Aim of the exercise: Lay out every line of the records below as a numbered list, omitting any blank lines.

Raw records:
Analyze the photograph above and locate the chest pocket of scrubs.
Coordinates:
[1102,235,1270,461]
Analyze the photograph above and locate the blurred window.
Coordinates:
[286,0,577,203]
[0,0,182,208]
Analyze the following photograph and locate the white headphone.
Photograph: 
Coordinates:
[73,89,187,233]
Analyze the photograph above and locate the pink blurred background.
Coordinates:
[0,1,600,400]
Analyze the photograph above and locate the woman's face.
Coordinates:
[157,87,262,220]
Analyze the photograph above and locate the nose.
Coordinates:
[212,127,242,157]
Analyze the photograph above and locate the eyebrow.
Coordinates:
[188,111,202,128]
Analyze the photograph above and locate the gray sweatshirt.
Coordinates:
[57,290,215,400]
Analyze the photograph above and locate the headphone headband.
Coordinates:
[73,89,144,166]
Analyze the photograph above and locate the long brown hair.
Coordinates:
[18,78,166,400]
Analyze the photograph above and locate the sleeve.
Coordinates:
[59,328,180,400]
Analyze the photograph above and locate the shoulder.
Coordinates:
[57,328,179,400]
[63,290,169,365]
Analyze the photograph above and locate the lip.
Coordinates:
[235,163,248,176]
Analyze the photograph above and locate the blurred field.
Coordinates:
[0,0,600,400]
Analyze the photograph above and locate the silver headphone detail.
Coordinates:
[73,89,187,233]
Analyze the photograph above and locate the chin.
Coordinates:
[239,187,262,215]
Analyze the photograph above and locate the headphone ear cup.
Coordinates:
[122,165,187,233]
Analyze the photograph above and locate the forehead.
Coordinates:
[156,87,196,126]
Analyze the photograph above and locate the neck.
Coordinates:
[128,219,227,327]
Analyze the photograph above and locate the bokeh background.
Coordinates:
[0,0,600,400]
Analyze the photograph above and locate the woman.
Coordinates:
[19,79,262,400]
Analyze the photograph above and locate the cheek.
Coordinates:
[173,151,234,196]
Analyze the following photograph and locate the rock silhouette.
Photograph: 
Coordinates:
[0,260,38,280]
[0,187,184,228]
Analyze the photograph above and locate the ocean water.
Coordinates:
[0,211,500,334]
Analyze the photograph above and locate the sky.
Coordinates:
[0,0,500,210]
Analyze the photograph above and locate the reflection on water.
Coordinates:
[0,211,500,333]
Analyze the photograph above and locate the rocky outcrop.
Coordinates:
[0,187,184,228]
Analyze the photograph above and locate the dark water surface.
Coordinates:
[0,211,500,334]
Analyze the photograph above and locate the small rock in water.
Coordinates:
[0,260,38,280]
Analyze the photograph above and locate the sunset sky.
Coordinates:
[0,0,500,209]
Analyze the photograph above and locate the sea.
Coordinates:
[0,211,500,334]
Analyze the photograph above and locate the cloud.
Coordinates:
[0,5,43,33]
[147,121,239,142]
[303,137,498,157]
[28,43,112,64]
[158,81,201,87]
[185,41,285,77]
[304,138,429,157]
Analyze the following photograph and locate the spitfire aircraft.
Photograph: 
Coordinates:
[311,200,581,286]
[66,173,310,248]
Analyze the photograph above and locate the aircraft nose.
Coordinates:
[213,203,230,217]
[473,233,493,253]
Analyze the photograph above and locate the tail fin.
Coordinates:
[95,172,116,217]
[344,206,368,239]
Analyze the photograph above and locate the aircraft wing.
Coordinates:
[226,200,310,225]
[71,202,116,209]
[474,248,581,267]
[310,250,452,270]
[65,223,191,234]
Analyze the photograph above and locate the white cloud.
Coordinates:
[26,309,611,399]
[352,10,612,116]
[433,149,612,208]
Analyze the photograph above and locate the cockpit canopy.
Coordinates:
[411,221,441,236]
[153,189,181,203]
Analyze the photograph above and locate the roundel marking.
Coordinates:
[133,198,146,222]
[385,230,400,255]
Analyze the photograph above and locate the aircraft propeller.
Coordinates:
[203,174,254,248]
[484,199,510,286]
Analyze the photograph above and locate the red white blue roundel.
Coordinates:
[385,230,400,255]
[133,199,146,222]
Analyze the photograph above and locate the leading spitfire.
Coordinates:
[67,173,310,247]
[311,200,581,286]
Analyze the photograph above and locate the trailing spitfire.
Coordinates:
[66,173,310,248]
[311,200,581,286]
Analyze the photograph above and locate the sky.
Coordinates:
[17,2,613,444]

Exercise answer:
1. Analyze the photograph above and locate the chest pocket of scrubs.
2. Coordinates:
3. [1102,235,1270,461]
4. Analyze the photograph above and locate the blurred window.
5. Coordinates:
6. [286,0,577,203]
7. [0,0,182,208]
8. Analyze the following photograph and locate the white headphone.
9. Photograph: 
10. Coordinates:
11. [73,89,187,233]
12. Analyze the photograph above and locate the pink blurred background.
13. Coordinates:
14. [0,1,600,400]
15. Analyze the photograph above and locate the woman's face.
16. Coordinates:
17. [157,87,262,220]
18. Analyze the photograph above and locate the nose.
19. Coordinates:
20. [212,127,242,157]
21. Analyze the photograph above and locate the eyebrow.
22. Coordinates:
23. [188,111,202,128]
24. Analyze the photograph above and locate the gray sweatshirt.
25. Coordinates:
26. [57,290,215,400]
27. Analyze the photograph above and locate the headphone headband.
28. Coordinates:
29. [73,89,144,166]
30. Analyze the photograph above and locate the long brown hair.
31. Coordinates:
32. [18,78,166,400]
33. Analyze the photograph above and locate the sleeve.
34. Coordinates:
35. [59,328,180,400]
36. Analyze the photograph above and locate the shoulder.
37. Coordinates:
38. [57,328,179,400]
39. [63,290,169,365]
40. Analyze the photograph above and locate the lip.
41. Coordinates:
42. [235,163,248,176]
43. Analyze the photograph above and locate the blurred field.
44. Coordinates:
45. [0,0,600,400]
46. Analyze the photograph above and locate the silver headphone detail.
47. Coordinates:
48. [73,89,187,233]
49. Analyze the photograph above and locate the chin.
50. Coordinates:
51. [239,187,262,215]
52. Analyze the photograph above and locate the headphone ear cup.
53. Coordinates:
54. [122,165,187,233]
55. Analyze the photograph above and locate the forehead.
56. Coordinates:
57. [156,87,196,126]
58. Analyze the photograph above and locate the neck.
59. Coordinates:
60. [128,219,227,327]
61. Analyze the photograph above and locate the bokeh background.
62. Coordinates:
63. [0,0,600,400]
64. Analyze the photograph above and locate the woman.
65. Coordinates:
66. [19,79,262,400]
67. Analyze the photograph above and locate the cheek.
68. Coordinates:
69. [173,151,234,196]
70. Analyze the following photograph and locate the rock silhouette.
71. Photograph: 
72. Coordinates:
73. [0,260,38,280]
74. [0,187,184,228]
75. Analyze the photograph above and locate the ocean water.
76. Coordinates:
77. [0,211,500,334]
78. Analyze the photograph above and locate the sky.
79. Coordinates:
80. [0,0,500,210]
81. Analyze the photograph above and locate the reflection on water.
82. Coordinates:
83. [0,211,500,333]
84. Analyze the photograph above and locate the rocky outcrop.
85. Coordinates:
86. [0,187,184,228]
87. Analyze the photograph above and locate the dark water surface.
88. Coordinates:
89. [0,211,500,334]
90. Analyze the photograph above and locate the small rock in water.
91. Coordinates:
92. [0,260,38,280]
93. Analyze the photograph above and locate the sunset sky.
94. Coordinates:
95. [0,0,500,209]
96. Analyze the photograph above and locate the sea.
97. Coordinates:
98. [0,211,500,334]
99. Analyze the photograph above and locate the cloud.
100. Coordinates:
101. [0,5,43,33]
102. [147,121,239,142]
103. [303,137,498,157]
104. [28,43,112,64]
105. [158,81,201,87]
106. [185,41,285,77]
107. [304,138,429,157]
108. Analyze the following photograph and locate the spitfire aircraft.
109. Photograph: 
110. Coordinates:
111. [311,200,581,286]
112. [66,173,310,248]
113. Analyze the photograph above and locate the aircraft nose.
114. Coordinates:
115. [213,203,230,217]
116. [473,233,493,253]
117. Analyze the photograph above and locate the tail fin.
118. Coordinates:
119. [95,172,116,217]
120. [344,206,368,239]
121. Analyze the photograph above and locate the aircraft wing.
122. Coordinates:
123. [226,200,310,225]
124. [71,202,116,209]
125. [474,248,581,267]
126. [310,250,452,270]
127. [65,223,191,234]
128. Analyze the photograph above and locate the white cloud.
129. Coordinates:
130. [26,309,611,399]
131. [352,10,612,116]
132. [433,149,612,208]
133. Analyze the photograph above and locate the cockpit canopy.
134. Coordinates:
135. [411,221,441,236]
136. [153,189,181,203]
137. Analyze the photograph above and locate the roundel marking.
138. Coordinates:
139. [133,198,146,222]
140. [385,230,400,255]
141. Analyze the photograph above and locate the aircraft propeller.
142. Coordinates:
143. [203,174,254,248]
144. [484,199,510,286]
145. Analyze the photograph above and locate the red white blue roundel.
146. Coordinates:
147. [385,230,400,255]
148. [133,199,146,222]
149. Analyze the photograph above and locate the leading spitfire.
150. Coordinates:
151. [67,173,310,247]
152. [311,200,581,286]
153. Analyze the photograph above and locate the trailing spitfire.
154. Coordinates:
155. [66,173,310,248]
156. [311,200,581,286]
157. Analyze the photograph above and locate the sky.
158. Coordinates:
159. [17,2,613,444]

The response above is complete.